Work required
Copy the records word for word, beginning with their first line and continuing through the line that contains "[377,161,455,202]".

Information shown
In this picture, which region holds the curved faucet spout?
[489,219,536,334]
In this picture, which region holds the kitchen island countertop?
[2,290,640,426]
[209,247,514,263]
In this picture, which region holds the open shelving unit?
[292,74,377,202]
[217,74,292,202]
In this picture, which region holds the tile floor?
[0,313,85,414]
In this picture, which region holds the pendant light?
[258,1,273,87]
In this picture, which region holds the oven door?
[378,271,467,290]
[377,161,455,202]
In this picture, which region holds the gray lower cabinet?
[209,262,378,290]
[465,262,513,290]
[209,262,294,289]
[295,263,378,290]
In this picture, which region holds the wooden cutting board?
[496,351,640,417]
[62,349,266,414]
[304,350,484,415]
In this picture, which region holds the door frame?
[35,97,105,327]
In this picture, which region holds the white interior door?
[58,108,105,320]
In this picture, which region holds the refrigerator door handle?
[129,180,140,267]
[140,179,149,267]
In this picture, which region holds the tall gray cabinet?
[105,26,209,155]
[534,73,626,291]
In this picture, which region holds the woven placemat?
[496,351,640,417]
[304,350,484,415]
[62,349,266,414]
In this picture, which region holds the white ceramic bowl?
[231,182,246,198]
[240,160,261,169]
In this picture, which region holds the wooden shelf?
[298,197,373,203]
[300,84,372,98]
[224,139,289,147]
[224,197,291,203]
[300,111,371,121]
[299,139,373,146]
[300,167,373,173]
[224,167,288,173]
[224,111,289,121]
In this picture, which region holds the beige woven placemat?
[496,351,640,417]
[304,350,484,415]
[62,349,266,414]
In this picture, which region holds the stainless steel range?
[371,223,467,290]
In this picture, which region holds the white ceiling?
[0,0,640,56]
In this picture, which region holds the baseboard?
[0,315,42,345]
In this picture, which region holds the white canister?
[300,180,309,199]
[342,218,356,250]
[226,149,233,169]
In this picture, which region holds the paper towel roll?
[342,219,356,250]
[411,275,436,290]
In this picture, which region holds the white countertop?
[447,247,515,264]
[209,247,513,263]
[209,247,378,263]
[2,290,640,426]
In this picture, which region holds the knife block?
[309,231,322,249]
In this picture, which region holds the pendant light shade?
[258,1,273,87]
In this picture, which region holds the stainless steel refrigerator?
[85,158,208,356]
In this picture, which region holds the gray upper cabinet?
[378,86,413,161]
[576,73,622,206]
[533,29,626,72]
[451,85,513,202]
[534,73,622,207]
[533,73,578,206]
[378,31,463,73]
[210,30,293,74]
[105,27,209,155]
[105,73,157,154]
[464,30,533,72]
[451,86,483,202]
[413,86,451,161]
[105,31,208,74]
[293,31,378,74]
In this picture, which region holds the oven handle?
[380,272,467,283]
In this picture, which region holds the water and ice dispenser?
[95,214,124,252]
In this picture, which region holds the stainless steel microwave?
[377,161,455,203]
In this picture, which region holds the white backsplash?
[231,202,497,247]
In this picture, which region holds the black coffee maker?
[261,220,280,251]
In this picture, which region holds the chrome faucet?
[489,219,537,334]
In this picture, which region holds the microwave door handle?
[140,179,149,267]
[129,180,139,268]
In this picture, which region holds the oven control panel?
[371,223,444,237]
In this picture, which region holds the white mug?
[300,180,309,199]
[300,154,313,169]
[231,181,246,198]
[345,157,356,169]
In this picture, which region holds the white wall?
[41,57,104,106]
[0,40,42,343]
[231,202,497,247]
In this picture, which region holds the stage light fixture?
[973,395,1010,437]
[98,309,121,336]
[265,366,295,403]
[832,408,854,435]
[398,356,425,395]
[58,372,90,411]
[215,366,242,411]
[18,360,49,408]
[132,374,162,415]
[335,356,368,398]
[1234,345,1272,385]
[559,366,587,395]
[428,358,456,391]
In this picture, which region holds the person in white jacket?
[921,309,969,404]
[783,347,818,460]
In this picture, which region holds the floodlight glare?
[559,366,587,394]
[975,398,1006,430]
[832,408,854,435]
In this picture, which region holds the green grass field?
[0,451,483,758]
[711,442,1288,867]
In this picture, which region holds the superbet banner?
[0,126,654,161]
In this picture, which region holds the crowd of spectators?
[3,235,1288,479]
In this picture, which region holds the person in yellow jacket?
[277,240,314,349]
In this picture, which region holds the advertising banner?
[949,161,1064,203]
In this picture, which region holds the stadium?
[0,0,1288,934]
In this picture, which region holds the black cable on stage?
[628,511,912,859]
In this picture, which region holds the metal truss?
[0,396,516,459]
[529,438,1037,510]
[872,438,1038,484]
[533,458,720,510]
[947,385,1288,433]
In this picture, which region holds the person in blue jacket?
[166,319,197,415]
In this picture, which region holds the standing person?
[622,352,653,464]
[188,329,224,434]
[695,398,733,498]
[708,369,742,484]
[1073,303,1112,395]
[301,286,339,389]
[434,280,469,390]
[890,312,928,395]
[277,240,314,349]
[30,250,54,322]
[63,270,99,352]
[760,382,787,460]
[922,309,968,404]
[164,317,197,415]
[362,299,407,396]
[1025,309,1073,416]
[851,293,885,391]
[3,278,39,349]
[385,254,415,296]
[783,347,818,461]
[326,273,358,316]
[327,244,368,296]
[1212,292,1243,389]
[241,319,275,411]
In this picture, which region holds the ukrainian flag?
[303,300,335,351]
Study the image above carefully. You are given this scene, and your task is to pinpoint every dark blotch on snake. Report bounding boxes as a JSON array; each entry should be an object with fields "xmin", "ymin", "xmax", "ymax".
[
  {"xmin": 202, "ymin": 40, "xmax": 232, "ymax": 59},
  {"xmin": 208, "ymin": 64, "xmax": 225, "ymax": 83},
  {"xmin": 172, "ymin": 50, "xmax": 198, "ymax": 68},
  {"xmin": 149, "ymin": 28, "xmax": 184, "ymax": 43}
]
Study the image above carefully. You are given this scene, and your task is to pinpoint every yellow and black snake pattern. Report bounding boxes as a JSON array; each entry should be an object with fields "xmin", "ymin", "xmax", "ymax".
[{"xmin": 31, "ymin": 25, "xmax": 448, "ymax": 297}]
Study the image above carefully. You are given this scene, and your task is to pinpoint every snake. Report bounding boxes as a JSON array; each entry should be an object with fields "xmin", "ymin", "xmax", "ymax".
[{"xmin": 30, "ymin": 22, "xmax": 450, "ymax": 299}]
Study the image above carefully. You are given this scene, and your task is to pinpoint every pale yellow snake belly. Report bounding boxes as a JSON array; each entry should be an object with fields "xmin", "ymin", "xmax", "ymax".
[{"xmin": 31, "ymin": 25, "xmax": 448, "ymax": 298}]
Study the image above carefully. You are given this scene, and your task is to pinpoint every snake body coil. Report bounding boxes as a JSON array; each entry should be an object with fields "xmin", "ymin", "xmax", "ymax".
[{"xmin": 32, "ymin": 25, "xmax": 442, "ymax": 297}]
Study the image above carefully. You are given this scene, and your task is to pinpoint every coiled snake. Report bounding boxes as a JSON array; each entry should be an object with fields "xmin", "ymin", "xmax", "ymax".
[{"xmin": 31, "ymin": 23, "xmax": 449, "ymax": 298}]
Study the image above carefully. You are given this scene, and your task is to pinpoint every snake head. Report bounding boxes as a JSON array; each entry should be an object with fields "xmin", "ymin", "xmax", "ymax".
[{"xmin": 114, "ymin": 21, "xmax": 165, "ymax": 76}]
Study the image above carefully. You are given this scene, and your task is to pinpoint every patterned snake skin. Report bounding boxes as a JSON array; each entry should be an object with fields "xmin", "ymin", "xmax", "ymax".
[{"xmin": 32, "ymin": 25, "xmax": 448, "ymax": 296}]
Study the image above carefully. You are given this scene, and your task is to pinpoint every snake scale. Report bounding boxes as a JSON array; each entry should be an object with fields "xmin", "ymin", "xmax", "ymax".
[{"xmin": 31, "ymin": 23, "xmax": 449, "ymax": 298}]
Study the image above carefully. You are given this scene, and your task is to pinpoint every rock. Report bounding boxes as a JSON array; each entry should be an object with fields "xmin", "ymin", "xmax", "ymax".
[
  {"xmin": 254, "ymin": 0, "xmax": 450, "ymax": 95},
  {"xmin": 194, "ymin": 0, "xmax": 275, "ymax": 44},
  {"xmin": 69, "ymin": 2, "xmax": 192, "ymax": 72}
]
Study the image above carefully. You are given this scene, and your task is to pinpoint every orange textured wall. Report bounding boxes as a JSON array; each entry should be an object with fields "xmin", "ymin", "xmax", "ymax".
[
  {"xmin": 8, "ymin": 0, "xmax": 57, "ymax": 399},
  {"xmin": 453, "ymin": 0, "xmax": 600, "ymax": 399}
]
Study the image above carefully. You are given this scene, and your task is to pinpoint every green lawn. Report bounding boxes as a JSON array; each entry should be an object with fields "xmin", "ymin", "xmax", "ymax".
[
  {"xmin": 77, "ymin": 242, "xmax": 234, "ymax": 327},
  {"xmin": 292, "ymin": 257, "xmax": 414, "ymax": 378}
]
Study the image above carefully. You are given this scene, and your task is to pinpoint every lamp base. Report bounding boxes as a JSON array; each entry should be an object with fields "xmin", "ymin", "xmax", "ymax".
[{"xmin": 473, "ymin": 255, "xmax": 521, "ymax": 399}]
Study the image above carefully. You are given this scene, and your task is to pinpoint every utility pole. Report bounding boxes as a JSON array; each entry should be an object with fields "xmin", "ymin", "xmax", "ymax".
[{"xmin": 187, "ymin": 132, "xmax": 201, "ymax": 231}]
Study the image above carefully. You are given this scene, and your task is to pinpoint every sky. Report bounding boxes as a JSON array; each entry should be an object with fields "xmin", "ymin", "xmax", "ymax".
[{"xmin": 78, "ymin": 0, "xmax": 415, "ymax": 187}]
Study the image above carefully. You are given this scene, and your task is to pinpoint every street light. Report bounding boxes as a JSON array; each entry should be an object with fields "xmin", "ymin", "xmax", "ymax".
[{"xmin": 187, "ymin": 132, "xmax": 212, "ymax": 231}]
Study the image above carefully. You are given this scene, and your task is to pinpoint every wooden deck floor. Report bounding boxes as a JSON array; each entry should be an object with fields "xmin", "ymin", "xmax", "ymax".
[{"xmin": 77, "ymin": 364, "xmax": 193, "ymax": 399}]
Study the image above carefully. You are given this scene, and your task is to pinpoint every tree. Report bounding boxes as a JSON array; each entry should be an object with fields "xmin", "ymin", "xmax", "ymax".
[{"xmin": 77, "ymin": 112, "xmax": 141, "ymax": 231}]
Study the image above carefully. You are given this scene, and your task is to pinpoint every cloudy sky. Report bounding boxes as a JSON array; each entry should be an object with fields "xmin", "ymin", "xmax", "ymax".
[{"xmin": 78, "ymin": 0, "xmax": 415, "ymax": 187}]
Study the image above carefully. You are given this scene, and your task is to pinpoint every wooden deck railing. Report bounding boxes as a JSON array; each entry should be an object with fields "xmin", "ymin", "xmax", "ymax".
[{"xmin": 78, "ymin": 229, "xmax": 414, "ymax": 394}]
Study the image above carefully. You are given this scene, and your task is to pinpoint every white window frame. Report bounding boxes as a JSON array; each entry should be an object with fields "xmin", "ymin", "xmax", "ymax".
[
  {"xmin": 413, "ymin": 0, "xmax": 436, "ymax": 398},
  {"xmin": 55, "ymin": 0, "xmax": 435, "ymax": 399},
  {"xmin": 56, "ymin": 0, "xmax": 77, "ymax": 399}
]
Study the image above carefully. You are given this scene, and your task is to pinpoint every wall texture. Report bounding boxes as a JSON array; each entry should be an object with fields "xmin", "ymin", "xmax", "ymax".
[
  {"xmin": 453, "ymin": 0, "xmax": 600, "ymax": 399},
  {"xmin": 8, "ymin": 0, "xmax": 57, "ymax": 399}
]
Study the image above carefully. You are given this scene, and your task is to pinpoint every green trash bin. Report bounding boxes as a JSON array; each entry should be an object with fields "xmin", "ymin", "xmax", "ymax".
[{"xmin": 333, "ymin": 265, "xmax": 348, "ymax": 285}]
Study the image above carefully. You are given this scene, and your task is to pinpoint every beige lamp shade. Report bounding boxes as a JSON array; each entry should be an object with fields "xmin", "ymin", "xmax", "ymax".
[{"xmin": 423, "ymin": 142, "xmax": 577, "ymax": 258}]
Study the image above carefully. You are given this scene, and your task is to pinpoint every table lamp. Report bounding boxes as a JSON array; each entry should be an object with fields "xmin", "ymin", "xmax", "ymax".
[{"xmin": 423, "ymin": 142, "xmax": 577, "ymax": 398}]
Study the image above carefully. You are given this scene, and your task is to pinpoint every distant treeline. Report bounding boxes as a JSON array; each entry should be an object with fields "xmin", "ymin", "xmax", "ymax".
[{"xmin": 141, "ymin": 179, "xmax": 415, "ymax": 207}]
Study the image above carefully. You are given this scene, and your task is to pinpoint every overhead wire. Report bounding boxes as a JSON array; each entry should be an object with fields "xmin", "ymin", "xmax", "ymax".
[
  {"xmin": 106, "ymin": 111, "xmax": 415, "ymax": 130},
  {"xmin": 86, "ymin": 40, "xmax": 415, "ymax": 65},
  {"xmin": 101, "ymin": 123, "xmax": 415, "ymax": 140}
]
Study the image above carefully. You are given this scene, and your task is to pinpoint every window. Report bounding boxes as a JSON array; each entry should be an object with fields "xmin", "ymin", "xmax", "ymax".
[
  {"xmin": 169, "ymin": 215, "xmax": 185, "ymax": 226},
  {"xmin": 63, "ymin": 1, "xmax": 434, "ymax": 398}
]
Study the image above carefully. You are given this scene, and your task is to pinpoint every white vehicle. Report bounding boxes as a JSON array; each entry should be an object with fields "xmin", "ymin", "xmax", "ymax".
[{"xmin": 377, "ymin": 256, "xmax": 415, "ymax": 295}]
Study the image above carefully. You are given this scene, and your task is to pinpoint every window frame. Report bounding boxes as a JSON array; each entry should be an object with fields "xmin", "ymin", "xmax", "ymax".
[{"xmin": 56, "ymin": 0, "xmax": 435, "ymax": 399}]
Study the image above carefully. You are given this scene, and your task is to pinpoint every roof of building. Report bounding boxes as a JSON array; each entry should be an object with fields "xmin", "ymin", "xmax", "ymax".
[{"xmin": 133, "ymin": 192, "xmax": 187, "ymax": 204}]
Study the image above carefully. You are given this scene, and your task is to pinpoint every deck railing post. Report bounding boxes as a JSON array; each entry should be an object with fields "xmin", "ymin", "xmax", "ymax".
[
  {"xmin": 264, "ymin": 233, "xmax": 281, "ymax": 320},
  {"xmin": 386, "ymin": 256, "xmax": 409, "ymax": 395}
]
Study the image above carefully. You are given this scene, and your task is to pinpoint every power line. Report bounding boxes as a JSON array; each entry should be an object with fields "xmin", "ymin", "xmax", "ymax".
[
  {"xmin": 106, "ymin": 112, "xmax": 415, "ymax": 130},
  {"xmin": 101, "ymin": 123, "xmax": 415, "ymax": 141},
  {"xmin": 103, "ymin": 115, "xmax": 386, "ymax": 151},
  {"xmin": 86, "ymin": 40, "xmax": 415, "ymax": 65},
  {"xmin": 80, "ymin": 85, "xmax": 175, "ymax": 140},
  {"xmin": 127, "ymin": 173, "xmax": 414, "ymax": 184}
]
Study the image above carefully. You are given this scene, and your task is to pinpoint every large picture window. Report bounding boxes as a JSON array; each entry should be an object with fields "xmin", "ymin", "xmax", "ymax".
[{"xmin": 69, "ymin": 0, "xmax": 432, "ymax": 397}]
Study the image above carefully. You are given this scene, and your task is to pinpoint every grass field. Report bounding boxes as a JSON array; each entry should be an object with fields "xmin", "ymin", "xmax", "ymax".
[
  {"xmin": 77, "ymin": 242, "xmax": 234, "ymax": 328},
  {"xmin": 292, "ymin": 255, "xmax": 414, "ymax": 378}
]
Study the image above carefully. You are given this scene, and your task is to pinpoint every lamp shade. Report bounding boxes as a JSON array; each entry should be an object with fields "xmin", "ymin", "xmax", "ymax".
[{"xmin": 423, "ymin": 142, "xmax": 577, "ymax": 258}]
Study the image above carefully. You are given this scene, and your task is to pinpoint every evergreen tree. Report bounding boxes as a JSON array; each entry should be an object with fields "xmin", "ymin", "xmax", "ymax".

Answer for this exercise
In this picture, which region holds the curved faucet spout?
[489,219,536,334]
In this picture, which region holds the kitchen island countertop?
[2,290,640,426]
[209,247,514,263]
In this picture, which region holds the open shelving unit?
[292,74,377,202]
[217,74,292,202]
In this picture, which region holds the tile floor?
[0,313,85,414]
In this picture, which region holds the pendant light?
[258,1,273,87]
In this picture, which region holds the oven door?
[378,271,467,290]
[377,161,455,202]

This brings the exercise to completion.